Sunday, 11 November 2018

A History of the Wheel of Time Part 6: After the Breaking

A map of the Ten Nations which endured between the Breaking of the World and the Trolloc Wars. Please click for a larger version.

After the Breaking
As the Breaking of the World entered its period of greatest intensity, many people living in the port cities fled on boats, planning to ride out the cataclysm entirely. Given the excellent construction and huge sizes of boats in the Age of Legends, and their relative lack of use in the War of the Shadow, they achieved this goal. Huge flotillas of ships gathered in the seas off the coasts, watching as the lands crumbled or new islands reared up from below. As the Breaking lessened and the storm clouds cleared, these people made landfall on the new islands that had appeared further south, on the equator. But, though they built cities here, their hearts had been lost to the sea, and it was to the sea that they returned. The great ships of the Age of Legends gradually fell apart, the secrets of their construction lost, and all eventually sank to the bottom of the ocean, but these island-dwellers built others made of wood, though smaller.

Thus began the civilisation of the Atha’an Miere, "The People of the Sea", more commonly called the Sea Folk. Theirs is the oldest civilisation in the whole world, forged during the Breaking itself. From their distant islands they spread to the ones nearer the continents, to the islands today called Qaim, Cindaking, Tremalking and the Aile Somera, Aile Jafar and Aile Dashar (though it seems that the Aile Dashar, lying to the west of the Blighted Lands, were later abandoned). The Sea Folk returned to the sea, trading with the mainland cities and exploring distant oceans, but some chose to remain on the islands, becoming known as the Amayar. A distinct race (usually shorter and fairer than the Sea Folk), the Amayar followed a semi-pacifistic code of honour known as the Water Way and came to believe that life was an illusion, a gateway to a higher plane. Despite their odd beliefs (to the Sea Folk), the Amayar also proved to be gifted craftspeople and made superb works of art out of porcelain, which they gave to the Sea Folk to trade.

On the mainland, the city of Tear grew in size and from it settlers emerged to found new towns and cities. Near the new west coast of the continent another great city was founded, Mainelle (now called Tanchico), which grew around three great peninsulas extending into the ocean.

As new cities and towns arose, the Da’shain Aiel made their way slowly eastwards. Within the first few decades After the Breaking (AB) they had reached a towering mountain range which the locals called the Spine of the World, or the Dragonwall. The locals gave the Aiel food, water and shelter, the first people in a long time not to curse them or spit on their name. The Aiel remembered their kindness, and vowed one day to repay it. The locals told them they planned to move further west, to the banks of a great river, and there found a city. This they did a few years later, forging the city of Al’cair’rahienallen. The Aiel, meanwhile, became divided as they crossed the mountains. One group, tired of the wandering, broke off and headed back into the new lands to the west. They remembered the One Song they had sung in the Age of Legends, and vowed to find it again. The other Da’shain disavowed them for breaking their oath to serve the Aes Sedai, and afterwards called them "The Lost". The exiles wandered back across the land, remaining true to the Way of the Leaf no matter what provocation was thrown at them. After a while they gained a new name, the Tuatha’an or "Travelling People". They travelled in multicoloured wagons and made a living fixing pots and pans for the villagers they visited. For this they gained the nickname "Tinkers".

_ _ _ _ _ _ _

THINGS TO DO:
1. According to the Wheel of Time history, what is the city of Mainelle called now?
2. Retype the passage of the Wheel of Time history from "A History of" up to and including "a larger version.".
3. Write what comes next in the Wheel of Time history, picking up after its final sentence.

Labeled-object pointing rows
_ _ _ _ _ _ _

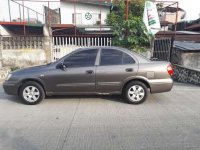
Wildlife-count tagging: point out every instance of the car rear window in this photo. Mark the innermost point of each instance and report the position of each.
(115, 57)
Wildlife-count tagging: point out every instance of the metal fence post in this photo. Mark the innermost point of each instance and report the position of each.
(171, 49)
(1, 49)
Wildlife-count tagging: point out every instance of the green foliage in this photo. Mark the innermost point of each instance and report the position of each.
(14, 68)
(131, 33)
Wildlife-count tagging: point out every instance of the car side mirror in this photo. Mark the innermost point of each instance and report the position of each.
(62, 67)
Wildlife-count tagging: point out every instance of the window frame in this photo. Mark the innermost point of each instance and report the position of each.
(123, 52)
(81, 50)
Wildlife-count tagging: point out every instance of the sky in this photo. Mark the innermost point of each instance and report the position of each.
(190, 6)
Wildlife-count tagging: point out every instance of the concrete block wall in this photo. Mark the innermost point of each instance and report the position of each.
(186, 75)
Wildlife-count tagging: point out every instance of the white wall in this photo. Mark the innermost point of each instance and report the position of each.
(67, 9)
(4, 31)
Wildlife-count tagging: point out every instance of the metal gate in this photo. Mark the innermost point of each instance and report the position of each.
(63, 45)
(162, 49)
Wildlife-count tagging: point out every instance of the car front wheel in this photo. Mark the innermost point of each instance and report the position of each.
(135, 92)
(32, 93)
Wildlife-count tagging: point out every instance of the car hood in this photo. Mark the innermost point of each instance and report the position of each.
(31, 70)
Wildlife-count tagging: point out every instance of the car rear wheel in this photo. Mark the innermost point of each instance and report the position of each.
(135, 92)
(32, 93)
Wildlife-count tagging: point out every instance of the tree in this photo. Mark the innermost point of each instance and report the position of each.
(131, 33)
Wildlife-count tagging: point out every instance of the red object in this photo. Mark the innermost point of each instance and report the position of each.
(170, 70)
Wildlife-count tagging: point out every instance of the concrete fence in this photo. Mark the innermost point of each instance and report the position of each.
(22, 51)
(63, 45)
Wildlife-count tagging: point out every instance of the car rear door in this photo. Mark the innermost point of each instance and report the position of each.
(115, 66)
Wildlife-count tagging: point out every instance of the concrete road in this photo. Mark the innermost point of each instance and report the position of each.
(167, 121)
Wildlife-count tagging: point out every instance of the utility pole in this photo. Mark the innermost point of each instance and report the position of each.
(9, 10)
(127, 9)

_ _ _ _ _ _ _

ANSWERS TO THE PROBLEMS:
1. Tanchico

2.
A History of the Wheel of Time Part 6: After the Breaking

A map of the Ten Nations which endured between the Breaking of the World and the Trolloc Wars. Please click for a larger version.

3.
As they travelled the Aiel began to become divided. Some forsook the Way of the Leaf and took up the spear to defend their people. To the east of the Dragonwall lay a vast, scorched land of burning heat and no rain. To survive in such a hard land, the Aiel had to become hard themselves. The Way of the Leaf had no purpose here. Soon those willing to wield the spear outnumbered those who remained faithful to the Way of the Leaf. These last remaining faithful Aiel became known as the Jenn Aiel, the True Aiel. The Aes Sedai travelling with them, the last Aes Sedai, it seems, alive from before the Breaking, despaired, but at last they reached what they judged to be a worthy location: a valley under a great mountain, which they called Chaendaer. In this valley they began building a huge city, Rhuidean, and within its walls they stored the ter’angreal they had brought with them from Paaran Disen, centuries ago. They also planted one of their chora cuttings, and the first chora tree since before the Breaking grew. They called it Avendesora, "The Tree of Life". In the Age of Legends chora trees lined every major avenue and street in every city in the world. Now only one was left, though many more seeds endured.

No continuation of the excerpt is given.